DIRECTIVE>
Rewrite every row with "Target" changed to "Object" and everything else left the same. Leave the pictures out of your answer.

Image location labeling rows:
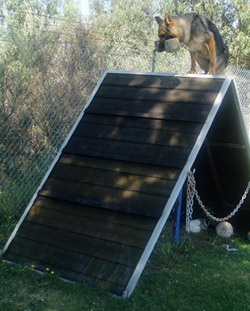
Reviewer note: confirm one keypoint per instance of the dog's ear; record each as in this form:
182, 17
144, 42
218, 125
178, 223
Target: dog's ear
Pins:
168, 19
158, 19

THE ANSWER>
Reviewer note: confirm one keypoint per instance of the dog's ear; record each as in this form:
182, 17
144, 42
218, 125
178, 223
Object: dog's ear
Pins:
168, 19
158, 19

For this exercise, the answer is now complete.